> **JOB**: Report how many lines in the records below contain the string "blonde", treating case as significant. Give only the number.

────

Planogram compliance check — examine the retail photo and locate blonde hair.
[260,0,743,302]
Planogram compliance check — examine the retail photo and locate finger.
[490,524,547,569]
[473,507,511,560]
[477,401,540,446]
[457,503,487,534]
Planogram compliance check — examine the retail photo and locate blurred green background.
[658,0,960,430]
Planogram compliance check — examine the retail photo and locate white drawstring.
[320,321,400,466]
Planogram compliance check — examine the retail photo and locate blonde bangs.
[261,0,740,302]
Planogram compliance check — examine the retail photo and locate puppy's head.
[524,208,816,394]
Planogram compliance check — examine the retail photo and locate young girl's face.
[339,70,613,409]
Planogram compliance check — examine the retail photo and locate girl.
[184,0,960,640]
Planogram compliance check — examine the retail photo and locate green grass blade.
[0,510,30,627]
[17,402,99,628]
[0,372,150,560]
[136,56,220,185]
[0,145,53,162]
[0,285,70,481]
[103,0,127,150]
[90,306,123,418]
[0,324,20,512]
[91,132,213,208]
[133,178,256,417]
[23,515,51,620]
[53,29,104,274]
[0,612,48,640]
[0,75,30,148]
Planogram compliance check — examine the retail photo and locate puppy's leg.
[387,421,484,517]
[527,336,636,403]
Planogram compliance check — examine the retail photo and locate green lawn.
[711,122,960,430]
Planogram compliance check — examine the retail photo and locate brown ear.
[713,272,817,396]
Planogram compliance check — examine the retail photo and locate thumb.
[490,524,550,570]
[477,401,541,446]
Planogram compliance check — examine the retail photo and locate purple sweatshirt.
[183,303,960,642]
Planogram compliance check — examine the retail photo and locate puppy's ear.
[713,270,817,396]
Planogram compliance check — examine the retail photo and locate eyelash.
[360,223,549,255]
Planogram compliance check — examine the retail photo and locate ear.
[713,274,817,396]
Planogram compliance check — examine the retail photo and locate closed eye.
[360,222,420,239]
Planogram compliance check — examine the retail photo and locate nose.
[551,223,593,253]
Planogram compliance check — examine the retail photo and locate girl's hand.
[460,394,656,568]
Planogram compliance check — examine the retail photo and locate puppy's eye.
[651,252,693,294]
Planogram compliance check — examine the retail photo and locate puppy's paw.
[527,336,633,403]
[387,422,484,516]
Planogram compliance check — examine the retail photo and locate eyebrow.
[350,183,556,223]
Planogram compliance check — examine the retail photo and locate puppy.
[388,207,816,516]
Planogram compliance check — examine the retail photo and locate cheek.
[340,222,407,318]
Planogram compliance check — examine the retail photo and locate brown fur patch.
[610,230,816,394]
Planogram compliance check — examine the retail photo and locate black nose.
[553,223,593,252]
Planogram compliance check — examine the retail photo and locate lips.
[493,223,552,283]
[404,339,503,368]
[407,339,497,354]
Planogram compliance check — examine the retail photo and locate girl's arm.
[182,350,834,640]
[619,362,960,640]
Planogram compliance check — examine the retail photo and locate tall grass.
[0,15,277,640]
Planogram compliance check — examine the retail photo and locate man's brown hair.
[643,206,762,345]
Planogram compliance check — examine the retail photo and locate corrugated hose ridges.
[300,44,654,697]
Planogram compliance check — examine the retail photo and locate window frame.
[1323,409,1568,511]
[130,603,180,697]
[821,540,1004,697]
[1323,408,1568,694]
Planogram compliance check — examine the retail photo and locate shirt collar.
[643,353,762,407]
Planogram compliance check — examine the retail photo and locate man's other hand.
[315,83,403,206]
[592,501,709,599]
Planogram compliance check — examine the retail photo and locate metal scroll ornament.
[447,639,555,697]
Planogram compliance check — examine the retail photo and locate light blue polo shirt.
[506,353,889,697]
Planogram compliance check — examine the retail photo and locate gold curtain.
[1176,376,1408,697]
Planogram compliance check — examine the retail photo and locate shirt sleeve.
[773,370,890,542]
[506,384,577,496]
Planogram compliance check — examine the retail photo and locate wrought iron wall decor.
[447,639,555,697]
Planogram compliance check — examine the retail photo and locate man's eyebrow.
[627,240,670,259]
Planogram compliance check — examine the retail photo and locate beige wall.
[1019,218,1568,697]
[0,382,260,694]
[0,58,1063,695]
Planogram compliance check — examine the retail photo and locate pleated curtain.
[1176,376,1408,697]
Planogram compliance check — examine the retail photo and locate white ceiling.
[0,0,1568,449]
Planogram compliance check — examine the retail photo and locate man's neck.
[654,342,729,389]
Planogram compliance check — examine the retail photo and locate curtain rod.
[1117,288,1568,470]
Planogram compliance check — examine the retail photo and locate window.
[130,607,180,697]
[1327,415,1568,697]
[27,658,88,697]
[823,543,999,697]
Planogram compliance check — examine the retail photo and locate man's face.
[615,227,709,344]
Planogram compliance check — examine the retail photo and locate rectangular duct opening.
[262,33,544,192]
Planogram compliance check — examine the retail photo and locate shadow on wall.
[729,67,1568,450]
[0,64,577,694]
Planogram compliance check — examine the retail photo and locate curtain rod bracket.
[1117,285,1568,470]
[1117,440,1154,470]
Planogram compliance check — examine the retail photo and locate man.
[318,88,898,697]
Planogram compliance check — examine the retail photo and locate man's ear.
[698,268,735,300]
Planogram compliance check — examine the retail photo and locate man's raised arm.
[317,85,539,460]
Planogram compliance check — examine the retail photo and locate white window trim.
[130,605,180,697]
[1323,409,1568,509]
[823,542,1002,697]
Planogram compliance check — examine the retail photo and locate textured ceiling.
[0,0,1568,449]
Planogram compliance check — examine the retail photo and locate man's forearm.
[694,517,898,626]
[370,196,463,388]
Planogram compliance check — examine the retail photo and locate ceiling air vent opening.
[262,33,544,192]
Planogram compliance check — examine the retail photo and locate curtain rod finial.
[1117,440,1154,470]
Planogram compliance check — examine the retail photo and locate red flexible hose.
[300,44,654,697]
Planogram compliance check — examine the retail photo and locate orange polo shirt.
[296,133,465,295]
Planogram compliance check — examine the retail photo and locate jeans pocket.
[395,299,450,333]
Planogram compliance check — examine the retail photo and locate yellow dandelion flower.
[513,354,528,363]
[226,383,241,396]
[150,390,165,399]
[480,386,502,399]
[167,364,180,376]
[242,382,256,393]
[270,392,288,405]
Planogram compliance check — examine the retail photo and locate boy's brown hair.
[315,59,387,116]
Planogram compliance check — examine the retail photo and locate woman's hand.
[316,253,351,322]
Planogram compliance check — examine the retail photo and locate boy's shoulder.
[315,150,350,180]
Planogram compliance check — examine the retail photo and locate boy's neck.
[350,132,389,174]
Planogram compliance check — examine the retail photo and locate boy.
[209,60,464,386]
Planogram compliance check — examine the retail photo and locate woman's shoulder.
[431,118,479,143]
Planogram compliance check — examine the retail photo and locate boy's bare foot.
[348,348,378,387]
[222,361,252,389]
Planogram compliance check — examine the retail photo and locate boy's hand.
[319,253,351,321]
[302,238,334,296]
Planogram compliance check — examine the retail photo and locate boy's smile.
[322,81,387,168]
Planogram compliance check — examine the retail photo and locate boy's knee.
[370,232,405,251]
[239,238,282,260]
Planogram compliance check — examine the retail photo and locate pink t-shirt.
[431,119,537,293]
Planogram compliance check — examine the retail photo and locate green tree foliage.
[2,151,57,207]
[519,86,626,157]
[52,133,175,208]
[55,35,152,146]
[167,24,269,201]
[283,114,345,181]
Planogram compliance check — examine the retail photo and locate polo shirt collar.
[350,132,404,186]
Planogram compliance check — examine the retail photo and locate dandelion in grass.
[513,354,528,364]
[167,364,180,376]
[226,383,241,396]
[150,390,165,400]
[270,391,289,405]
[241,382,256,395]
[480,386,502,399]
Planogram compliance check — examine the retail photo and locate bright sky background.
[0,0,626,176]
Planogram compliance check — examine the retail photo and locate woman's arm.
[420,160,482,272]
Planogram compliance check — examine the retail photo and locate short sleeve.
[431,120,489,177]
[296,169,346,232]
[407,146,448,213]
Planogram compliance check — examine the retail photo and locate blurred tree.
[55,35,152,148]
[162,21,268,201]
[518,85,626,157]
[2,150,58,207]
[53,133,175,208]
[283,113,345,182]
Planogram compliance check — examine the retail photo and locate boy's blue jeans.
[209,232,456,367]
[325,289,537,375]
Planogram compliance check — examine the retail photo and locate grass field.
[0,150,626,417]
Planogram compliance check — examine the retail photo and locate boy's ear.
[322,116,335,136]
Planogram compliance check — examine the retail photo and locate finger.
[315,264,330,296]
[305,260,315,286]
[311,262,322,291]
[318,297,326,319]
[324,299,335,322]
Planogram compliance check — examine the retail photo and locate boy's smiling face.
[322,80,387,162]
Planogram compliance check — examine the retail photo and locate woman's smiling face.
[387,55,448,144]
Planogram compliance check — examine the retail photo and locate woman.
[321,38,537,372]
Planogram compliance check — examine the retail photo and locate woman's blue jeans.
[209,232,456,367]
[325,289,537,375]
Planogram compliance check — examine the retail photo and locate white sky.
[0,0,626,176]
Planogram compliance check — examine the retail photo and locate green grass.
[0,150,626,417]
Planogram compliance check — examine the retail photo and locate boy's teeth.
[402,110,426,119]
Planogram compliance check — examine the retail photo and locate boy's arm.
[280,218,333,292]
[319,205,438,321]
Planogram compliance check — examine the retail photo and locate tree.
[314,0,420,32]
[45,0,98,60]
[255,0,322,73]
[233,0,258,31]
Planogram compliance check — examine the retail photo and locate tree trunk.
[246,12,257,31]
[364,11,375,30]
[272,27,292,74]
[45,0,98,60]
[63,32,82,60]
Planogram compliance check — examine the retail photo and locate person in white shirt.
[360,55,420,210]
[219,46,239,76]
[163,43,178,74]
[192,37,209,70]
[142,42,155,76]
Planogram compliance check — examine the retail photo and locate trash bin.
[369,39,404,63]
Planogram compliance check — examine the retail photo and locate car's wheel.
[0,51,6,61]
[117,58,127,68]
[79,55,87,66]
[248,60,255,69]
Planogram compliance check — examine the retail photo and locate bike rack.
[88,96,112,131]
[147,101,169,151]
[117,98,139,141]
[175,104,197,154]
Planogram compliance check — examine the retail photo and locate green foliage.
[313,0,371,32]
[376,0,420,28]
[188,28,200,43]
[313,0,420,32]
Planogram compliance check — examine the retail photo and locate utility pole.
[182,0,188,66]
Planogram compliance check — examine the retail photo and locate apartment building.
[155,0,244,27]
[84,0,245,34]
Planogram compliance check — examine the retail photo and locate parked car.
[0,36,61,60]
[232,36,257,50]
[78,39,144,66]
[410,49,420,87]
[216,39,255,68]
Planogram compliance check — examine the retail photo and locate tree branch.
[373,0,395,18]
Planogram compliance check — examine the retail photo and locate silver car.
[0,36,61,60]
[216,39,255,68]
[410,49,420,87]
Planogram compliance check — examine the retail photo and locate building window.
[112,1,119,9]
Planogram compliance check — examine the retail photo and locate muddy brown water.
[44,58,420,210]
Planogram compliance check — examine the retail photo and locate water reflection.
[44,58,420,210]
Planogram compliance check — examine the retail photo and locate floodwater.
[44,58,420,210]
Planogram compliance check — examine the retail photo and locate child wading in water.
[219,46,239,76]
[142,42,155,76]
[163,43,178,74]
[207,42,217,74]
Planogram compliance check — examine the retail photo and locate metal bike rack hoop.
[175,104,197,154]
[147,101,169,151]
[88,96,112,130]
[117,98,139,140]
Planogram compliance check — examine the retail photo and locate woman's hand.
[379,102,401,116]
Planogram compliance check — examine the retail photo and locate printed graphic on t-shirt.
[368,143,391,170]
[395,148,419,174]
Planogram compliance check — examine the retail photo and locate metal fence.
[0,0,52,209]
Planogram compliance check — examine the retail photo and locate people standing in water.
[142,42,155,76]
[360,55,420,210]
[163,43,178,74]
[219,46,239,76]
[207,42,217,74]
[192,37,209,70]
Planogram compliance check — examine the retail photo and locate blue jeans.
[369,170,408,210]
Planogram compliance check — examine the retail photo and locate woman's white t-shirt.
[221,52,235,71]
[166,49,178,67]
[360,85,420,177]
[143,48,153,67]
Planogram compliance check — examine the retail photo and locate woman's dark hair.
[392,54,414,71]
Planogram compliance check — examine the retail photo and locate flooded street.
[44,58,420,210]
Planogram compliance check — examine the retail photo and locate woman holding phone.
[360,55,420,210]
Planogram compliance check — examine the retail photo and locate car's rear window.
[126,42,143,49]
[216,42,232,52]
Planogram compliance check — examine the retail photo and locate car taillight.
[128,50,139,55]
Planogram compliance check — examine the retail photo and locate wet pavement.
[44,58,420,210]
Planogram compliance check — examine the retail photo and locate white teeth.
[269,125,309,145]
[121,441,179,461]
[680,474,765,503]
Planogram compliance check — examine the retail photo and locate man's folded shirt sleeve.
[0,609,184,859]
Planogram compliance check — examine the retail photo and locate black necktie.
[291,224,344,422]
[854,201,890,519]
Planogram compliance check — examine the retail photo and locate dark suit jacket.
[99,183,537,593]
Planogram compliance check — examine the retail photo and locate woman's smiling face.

────

> **OUTPUT FOR THIS TASK**: 2